Put every line of the items below into a JSON list of strings, one string per line, and omit blank lines and the pictures.
* BEGIN Raw records *
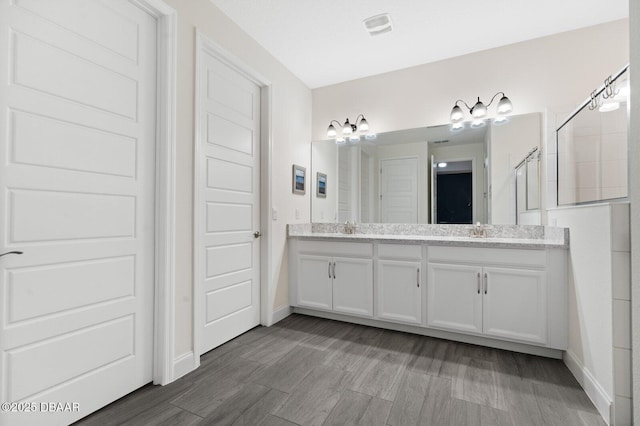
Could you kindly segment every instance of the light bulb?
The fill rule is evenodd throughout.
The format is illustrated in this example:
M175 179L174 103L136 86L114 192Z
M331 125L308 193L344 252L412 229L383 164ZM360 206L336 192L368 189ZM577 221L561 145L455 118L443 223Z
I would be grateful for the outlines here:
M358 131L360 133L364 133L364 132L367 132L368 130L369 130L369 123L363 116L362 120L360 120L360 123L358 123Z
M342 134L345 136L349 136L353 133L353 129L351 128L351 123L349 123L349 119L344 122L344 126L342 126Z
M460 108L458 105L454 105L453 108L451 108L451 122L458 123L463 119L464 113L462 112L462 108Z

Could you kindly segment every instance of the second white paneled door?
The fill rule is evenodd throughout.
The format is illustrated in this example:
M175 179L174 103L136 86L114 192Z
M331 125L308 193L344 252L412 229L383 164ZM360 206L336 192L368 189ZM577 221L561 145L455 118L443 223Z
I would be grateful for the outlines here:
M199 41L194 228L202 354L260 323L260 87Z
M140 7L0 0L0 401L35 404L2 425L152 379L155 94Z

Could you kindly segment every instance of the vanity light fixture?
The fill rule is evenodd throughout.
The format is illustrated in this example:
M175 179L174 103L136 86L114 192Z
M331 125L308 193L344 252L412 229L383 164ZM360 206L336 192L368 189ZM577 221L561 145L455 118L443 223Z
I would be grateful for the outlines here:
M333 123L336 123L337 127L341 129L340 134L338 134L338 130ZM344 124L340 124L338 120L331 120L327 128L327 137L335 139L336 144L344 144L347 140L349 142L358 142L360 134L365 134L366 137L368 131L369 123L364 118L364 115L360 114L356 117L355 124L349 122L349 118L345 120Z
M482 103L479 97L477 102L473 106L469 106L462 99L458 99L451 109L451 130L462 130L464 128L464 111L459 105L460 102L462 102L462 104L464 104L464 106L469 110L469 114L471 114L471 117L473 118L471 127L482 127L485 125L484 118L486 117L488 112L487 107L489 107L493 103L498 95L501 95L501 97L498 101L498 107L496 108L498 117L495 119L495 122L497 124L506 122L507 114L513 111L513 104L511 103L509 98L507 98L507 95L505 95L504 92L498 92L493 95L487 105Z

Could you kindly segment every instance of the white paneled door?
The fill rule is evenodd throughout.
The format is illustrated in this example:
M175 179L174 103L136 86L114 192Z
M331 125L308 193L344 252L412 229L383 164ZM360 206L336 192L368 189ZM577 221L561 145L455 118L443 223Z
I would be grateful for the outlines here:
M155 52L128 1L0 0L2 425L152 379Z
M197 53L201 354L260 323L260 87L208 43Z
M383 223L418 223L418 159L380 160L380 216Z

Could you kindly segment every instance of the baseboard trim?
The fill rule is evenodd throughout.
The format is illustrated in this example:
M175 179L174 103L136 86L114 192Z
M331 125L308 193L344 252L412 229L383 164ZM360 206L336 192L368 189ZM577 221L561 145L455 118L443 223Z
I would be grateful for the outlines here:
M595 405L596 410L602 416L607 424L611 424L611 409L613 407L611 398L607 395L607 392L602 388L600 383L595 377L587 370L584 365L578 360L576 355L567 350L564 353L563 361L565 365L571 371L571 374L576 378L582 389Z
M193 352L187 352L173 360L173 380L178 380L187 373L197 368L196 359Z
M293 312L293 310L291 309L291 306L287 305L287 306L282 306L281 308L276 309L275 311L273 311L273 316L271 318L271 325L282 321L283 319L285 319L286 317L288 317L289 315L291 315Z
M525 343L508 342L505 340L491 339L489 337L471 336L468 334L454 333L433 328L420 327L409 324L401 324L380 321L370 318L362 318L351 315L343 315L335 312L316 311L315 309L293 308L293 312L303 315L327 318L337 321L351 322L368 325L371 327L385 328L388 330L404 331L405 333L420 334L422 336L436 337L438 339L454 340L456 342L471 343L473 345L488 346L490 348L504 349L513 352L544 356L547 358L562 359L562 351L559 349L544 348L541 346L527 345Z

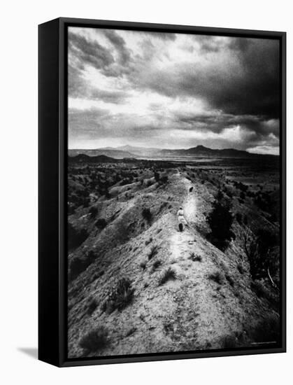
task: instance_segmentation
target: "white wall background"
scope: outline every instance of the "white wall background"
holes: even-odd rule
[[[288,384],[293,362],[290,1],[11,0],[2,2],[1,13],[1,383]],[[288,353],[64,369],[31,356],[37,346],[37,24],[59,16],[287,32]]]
* END Raw records *
▶ _Exercise output_
[
  "Could you kindly segment every instance of the light bulb?",
  "The fill rule is evenodd throughout.",
  "The format is illustrated in this example:",
  "M175 179L174 103L136 86L114 192Z",
  "M331 125L308 193L344 252L412 229L383 164ZM360 206L336 192L368 189ZM577 221L561 145L455 118L443 223Z",
  "I would be grateful for the outlines here:",
  "M358 131L360 133L364 133L364 132L367 132L368 130L369 130L369 123L363 116L362 120L360 120L360 123L358 123Z",
  "M342 134L345 136L349 136L353 133L353 129L351 128L351 123L349 123L349 119L344 122L344 126L342 126Z",
  "M460 108L458 105L454 105L453 108L451 108L451 122L458 123L463 119L464 113L462 112L462 108Z",
  "Could you kindly segment every instance of the second white paneled door?",
  "The fill rule is evenodd throughout.",
  "The format is illustrated in this example:",
  "M175 179L174 103L136 86L114 192Z",
  "M331 125L308 193L344 252L412 229L383 164ZM360 206L336 192L368 189ZM577 221L561 145L455 118L443 223Z",
  "I would be grateful for the outlines here:",
  "M199 41L194 228L202 354L260 323L260 87Z",
  "M140 7L0 0L0 401L35 404L2 425L152 379L155 94Z",
  "Could you kindly segment every instance of the vanity light fixture?",
  "The fill rule is evenodd throughout.",
  "The format is illustrated in this example:",
  "M175 179L174 103L136 86L114 192Z",
  "M331 125L308 193L344 252L412 229L383 164ZM360 206L336 192L368 189ZM577 221L561 145L455 118L443 223Z",
  "I would be grateful for the outlines here:",
  "M333 123L336 123L337 127L341 129L340 134L338 134L338 130ZM344 124L340 124L338 120L331 120L327 128L327 137L335 139L336 144L344 144L347 140L349 142L358 142L360 134L365 134L366 137L368 131L369 123L364 118L364 115L360 114L356 117L355 124L349 122L349 118L345 120Z",
  "M482 103L479 97L477 102L473 106L469 106L462 99L458 99L451 109L451 130L462 130L464 128L464 111L459 105L460 102L462 102L462 104L464 104L464 106L469 110L469 114L471 114L471 117L473 118L471 127L482 127L485 125L484 118L486 117L488 112L487 107L489 107L493 103L498 95L501 95L501 97L498 101L498 107L496 108L498 117L495 119L495 122L497 124L506 122L507 114L513 111L513 104L511 103L509 98L507 98L507 95L505 95L504 92L498 92L493 95L487 105Z",
  "Could you kindly segment every instance of the white paneled door?",
  "The fill rule is evenodd throughout.",
  "The format is illustrated in this example:",
  "M175 179L174 103L136 86L114 192Z",
  "M331 125L308 193L344 252L412 229L383 164ZM360 206L336 192L368 189ZM577 221L561 145L455 118L443 223Z",
  "I would be grateful for the outlines here:",
  "M155 52L128 1L0 0L2 425L152 379Z",
  "M197 53L201 354L260 323L260 87L208 43Z",
  "M383 223L418 223L418 159L380 160L380 216Z",
  "Could you kindly segment every instance of the baseboard trim?",
  "The fill rule is evenodd throughout.",
  "The format is illustrated in this example:",
  "M175 179L174 103L136 86L114 192Z",
  "M331 125L308 193L344 252L412 229L383 164ZM360 206L336 192L368 189ZM577 221L561 145L455 118L443 223Z",
  "I would be grateful for the outlines here:",
  "M595 405L596 410L602 416L607 424L611 424L611 409L613 407L611 398L607 395L607 392L602 388L600 383L595 377L587 370L584 365L578 360L576 355L567 350L564 353L563 361L565 365L571 371L571 374L576 378L582 389Z",
  "M193 352L187 352L173 360L173 380L178 380L187 373L197 368L196 359Z",
  "M293 312L293 310L291 309L291 306L287 305L287 306L282 306L281 308L276 309L275 311L273 311L273 316L271 318L271 325L282 321L283 319L285 319L286 317L288 317L289 315L291 315Z",
  "M525 343L508 342L505 340L491 339L489 337L471 336L468 334L454 333L433 328L420 327L409 324L401 324L380 321L370 318L362 318L351 315L343 315L335 312L316 311L315 309L293 308L293 312L303 315L327 318L337 321L351 322L368 325L371 327L385 328L388 330L404 331L405 333L420 334L422 336L436 337L438 339L454 340L456 342L471 343L473 345L488 346L490 348L504 349L513 352L544 356L547 358L562 359L562 351L559 349L544 348L541 346L527 345Z",
  "task: instance_segmentation",
  "target: \"white wall background\"",
  "scope: outline every instance of the \"white wall background\"",
  "holes: even-odd rule",
  "[[[288,384],[293,362],[290,1],[11,0],[2,2],[1,13],[1,383]],[[288,353],[64,369],[31,356],[37,346],[37,24],[59,16],[287,32]]]"
]